GIVEN PASSAGE:
%%
The seat back entertainment in coach and business is identical. Even if it were different, that would not have been a selling point for me because with my iPhone and iPad, this girl is all set. I keep the flight map on the screen so I can watch our progress, while bopping in my seat to my favorite music or reading a book on one of my I-thingies. Fortunately the seats have outlets, so I can recharge if the need arises. It doesn’t take much to make me very happy, and yes, wine helps.
In business class, we received a little bag with hand and face cream, lip balm, ear plugs, eye mask, a comb and socks. But guess what? People in economy also got a goodie bag. It only contained socks and an eye mask, (neither of which I EVER use) but still, that’s more than other airlines do for us folks in steerage.
Because of my Chase Sapphire Reserve credit card, we were able to use the Pearl Lounge at the very uncrowded Casablanca Airport, so our airport wait was quite comfortable.
Bottom line: Air Maroc worked out really well for us. We were able to fly at reasonable times. Those on the Air France return flight had to get up at 3:30 AM, and had a “box” breakfast. We got up at 8 AM, had a delicious buffet breakfast, and because our flight was non-stop, arrived at JFK about 15 minutes after the Air France Flight. Others on our trip had their flights changed multiple times. Ours did not. Best of all for OAT travelers, another member of our group was able to fly Royal Air Maroc and have the arrangements made by OAT, because of their code share with American Airlines. That would definitely been our preference! I must have had a new OAT rep, who was unaware of that option.
We LOVE to travel, so I’m always looking for ways to maximize our dollars without sacrificing our experiences. Now that we are rapidly approaching the three quarters of a century mark, some of the things we found satisfactory when we were much younger aren’t quite so appealing now. These days, we are not interested in hostels or camping, but fortunately there are many other ways to make travel more affordable. One of them is find a travel company that meets your needs and then stick with them. More and more are offering loyalty programs to encourage you to look no further than their offerings.
If you’ve been following my blog for a while, you know that Mike and I have used a variety of companies, but lately we have found that OAT (Overseas Adventure Travel) has been providing maximum value for our travel dollars. We like the small group size, the itineraries, the guides, the activity level, and for us, the right balance of free time and structured activities.
It also doesn’t hurt that they have a great loyalty program. Here’s how theirs works. When you take a trip with OAT,(or with their sister company, Grand Circle) you earn a 5% credit toward a second trip, if taken within a 12 month period. If you take two trips within a calendar year, you get a $250 per person discount on the second trip.
Another way to save is to pay by check, 12 months in advance. That will earn you a 7.5% discount. Of course, if you do so, you don’t get the points on your credit card, and you may forgo some of the benefits you card offers. It isn’t hard to do a quick cost/benefit analysis. If you have one of the premium credit cards, it is worth checking out whether it offers generous trip insurance benefits. If yes, those benefits could outweigh the 7.5% savings for advance cash payments.
%%
STATED EXERCISE:
Using the travel blog text, list each thing the writer and Mike say they like about OAT.

DATA ROWS:
%%
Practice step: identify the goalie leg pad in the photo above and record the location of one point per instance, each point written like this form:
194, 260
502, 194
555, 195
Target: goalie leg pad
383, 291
%%
CORRECT OUTPUT:
- The small group size
- The itineraries
- The guides
- The activity level
- The right balance of free time and structured activities